All of the entries below must be copied out exactly.

Saved entries
● ● ● ●

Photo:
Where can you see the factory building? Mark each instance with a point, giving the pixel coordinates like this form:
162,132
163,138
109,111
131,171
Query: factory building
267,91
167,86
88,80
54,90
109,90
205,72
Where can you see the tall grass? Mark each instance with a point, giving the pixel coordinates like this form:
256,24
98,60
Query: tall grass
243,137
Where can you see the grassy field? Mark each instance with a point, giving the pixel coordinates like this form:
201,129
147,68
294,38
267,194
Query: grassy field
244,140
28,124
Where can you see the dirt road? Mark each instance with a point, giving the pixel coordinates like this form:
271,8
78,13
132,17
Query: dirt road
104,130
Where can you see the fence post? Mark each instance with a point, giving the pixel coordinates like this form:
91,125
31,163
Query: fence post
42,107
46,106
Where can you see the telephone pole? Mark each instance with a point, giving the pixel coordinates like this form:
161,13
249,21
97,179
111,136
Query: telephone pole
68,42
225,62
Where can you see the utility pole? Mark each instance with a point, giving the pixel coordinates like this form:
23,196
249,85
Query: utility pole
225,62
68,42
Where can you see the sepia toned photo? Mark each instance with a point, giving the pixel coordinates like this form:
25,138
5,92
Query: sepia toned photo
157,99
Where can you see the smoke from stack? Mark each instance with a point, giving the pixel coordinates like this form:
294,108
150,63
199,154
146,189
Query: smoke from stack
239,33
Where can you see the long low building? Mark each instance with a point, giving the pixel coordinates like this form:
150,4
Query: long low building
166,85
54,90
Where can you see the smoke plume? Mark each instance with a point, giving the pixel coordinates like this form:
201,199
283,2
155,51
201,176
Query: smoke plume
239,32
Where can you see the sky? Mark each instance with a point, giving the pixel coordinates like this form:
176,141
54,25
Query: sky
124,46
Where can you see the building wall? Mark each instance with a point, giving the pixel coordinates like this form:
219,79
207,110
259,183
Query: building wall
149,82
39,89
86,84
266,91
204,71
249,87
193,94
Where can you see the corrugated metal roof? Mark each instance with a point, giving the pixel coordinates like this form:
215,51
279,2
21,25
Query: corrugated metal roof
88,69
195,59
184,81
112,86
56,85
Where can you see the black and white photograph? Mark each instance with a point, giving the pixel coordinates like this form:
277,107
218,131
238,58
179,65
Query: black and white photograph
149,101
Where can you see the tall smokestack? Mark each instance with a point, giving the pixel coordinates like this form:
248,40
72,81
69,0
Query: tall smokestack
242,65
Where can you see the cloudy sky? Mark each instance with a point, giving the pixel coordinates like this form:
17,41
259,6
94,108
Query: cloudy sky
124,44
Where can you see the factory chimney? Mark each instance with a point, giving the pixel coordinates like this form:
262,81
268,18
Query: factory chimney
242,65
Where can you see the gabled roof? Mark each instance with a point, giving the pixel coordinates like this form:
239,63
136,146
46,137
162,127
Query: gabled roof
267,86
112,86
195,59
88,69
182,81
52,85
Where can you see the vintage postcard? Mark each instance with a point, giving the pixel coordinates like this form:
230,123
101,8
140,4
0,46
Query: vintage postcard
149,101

● ● ● ●

- [Final answer]:
Photo:
Where can you see the factory building? Mark each instance with a point, giving the pixel coordinates like this form:
162,132
163,138
109,111
131,171
Query: factory building
267,91
167,86
88,80
54,90
109,90
205,72
Where can you see the tall grass? Mark each instance with a point, giving the pixel coordinates like this form:
256,24
98,60
Query: tall grass
243,137
Where can you see the grassy field? Mark each instance with a point, giving the pixel coordinates like this form:
201,129
147,68
294,38
267,194
Query: grassy field
244,140
28,124
Where can you see the dirt road? Mark each instance with a point, giving the pixel coordinates like this form:
271,8
78,13
132,17
Query: dirt road
104,130
Where can you see the fence post? Mark each instance with a point, giving the pixel coordinates like this form:
91,125
31,163
Query: fence post
42,107
46,106
Where can you see the telephone pole? Mark each instance with a point, giving the pixel coordinates like this form:
161,13
249,21
97,179
111,136
Query: telephone pole
68,42
225,62
Where can you see the utility pole? Mark each instance with a point, giving the pixel coordinates like this form:
23,196
249,85
Query: utility pole
225,62
68,42
Where can you see the sepia toned photo? Mark each instance with a point, giving the pixel coordinates like this form:
25,138
5,92
Query: sepia toned photo
157,99
Where can you see the smoke from stack? Mark each instance with a point, giving the pixel coordinates like this form:
294,108
150,63
199,154
146,189
Query: smoke from stack
239,33
Where can you see the long low building? Mark each instance with a point, giving the pixel coordinates like this form:
150,4
Query: long low building
166,85
54,90
Where can you see the smoke plume? Mark each instance with a point, giving the pixel coordinates like this form:
201,199
283,2
155,51
201,176
Query: smoke plume
239,32
Where can you see the sky? Mark each instance with a point, giving the pixel coordinates like this form:
176,141
54,25
Query: sky
124,46
Where can you see the building wall? Mark each instance with a point, giving the pixel coordinates like this form:
219,79
207,110
259,183
Query: building wall
149,82
39,89
86,84
266,91
204,71
249,87
193,94
Where can you see the corrugated metal roof? Mark each instance with a point, giving the pixel coordinates like this form:
215,51
279,2
21,25
Query: corrugated metal roof
88,69
195,59
184,81
112,86
56,85
Where can you see the black and white photograph? Mark each instance with a point, giving the pixel coordinates like this form:
277,107
218,131
238,58
179,65
Query: black and white photograph
149,101
Where can you see the tall smokestack? Mark each instance with a point, giving the pixel coordinates like this form:
248,40
72,81
69,0
Query: tall smokestack
242,65
Where can you see the cloudy sky? Mark each instance with a point, giving the pixel coordinates like this form:
17,41
259,6
94,108
Query: cloudy sky
124,44
Where can you see the factory chimney? Mark each instance with a point, giving the pixel coordinates like this form:
262,81
268,18
Query: factory chimney
242,65
Where can you see the gabled roof? Mark each instance with a point, giving the pixel coordinates like this form:
239,63
136,146
46,137
162,127
Query: gabled roof
267,86
112,86
195,59
88,69
182,81
52,85
Where can you see the vintage postcard? Mark each instance with a point, giving the pixel coordinates like this form:
230,123
101,8
140,4
0,46
Query: vintage postcard
149,101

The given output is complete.